The output should consist solely of the line containing "Neural radiology workstation: highlight the mountain" and all lines after it through the final line of the entries below, reproduced exactly.

Images for object localization:
*-*-*

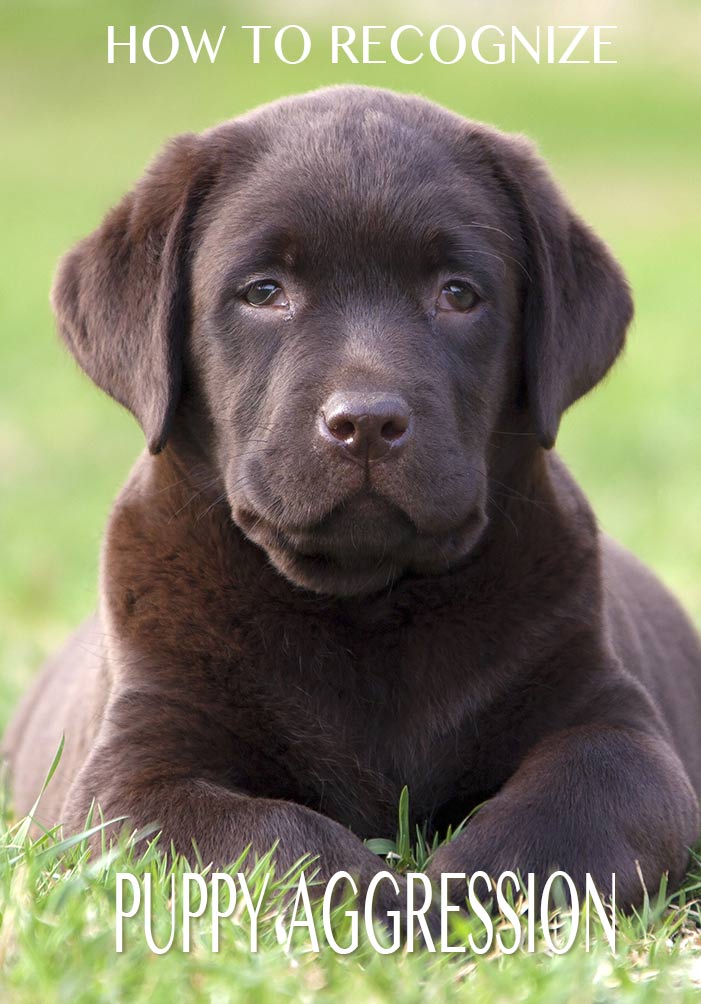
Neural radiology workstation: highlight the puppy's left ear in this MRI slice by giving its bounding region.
[480,130,634,449]
[51,134,216,454]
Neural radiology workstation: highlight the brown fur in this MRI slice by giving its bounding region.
[3,86,700,910]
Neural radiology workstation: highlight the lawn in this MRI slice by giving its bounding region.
[1,1,700,1000]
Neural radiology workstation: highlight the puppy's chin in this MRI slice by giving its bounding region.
[234,505,489,597]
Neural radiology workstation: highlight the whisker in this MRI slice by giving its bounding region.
[456,247,532,283]
[485,492,519,537]
[196,492,229,522]
[465,222,516,242]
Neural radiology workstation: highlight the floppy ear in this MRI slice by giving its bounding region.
[480,131,634,449]
[51,134,215,454]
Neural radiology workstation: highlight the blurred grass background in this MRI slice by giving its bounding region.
[0,0,699,732]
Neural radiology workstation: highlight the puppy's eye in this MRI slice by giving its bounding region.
[244,280,288,308]
[437,280,479,312]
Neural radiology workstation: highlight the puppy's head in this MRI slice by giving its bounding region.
[52,86,632,596]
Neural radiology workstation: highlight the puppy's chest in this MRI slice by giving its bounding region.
[214,620,506,833]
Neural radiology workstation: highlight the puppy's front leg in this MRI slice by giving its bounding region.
[427,725,700,909]
[62,743,385,884]
[64,759,378,882]
[56,686,406,922]
[63,755,416,929]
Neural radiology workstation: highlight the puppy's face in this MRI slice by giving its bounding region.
[52,87,633,596]
[191,112,520,594]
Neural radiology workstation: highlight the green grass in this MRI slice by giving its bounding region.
[1,774,701,1004]
[1,0,700,998]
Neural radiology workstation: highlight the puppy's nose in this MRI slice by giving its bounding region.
[319,392,411,461]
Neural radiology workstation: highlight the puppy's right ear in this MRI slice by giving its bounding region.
[51,134,216,454]
[467,125,633,449]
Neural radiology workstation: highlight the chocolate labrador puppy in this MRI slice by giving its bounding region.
[3,86,701,910]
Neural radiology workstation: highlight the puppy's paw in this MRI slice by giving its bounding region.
[425,813,625,910]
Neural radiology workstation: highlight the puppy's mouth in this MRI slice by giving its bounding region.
[235,492,487,596]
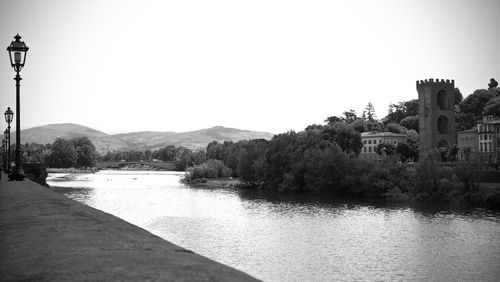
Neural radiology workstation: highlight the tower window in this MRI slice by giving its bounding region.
[437,116,449,134]
[437,90,449,110]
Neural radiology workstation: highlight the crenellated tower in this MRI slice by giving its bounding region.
[416,78,456,159]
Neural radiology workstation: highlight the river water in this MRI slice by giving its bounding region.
[47,170,500,282]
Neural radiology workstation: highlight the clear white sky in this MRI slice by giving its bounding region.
[0,0,499,134]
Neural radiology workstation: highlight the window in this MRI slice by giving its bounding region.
[480,135,482,141]
[437,116,449,134]
[497,140,500,147]
[363,140,367,144]
[373,140,377,145]
[368,140,372,144]
[484,134,488,140]
[437,90,449,110]
[368,147,372,152]
[363,147,367,153]
[497,127,500,133]
[394,141,397,144]
[480,143,483,152]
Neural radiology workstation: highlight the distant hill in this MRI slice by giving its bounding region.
[19,124,132,153]
[19,123,274,153]
[115,126,275,151]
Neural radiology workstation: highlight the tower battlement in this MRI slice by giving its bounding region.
[416,78,454,90]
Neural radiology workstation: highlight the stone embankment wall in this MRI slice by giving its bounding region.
[0,173,259,281]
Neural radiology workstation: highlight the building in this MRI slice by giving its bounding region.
[476,115,500,163]
[360,132,407,160]
[456,128,478,162]
[416,78,456,160]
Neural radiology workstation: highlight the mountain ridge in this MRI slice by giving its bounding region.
[18,123,274,153]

*-*-*

- **Exercise result**
Neural radiology workstation: highlight the mountain ridge in this MRI slice by giving its bounding region.
[18,123,274,153]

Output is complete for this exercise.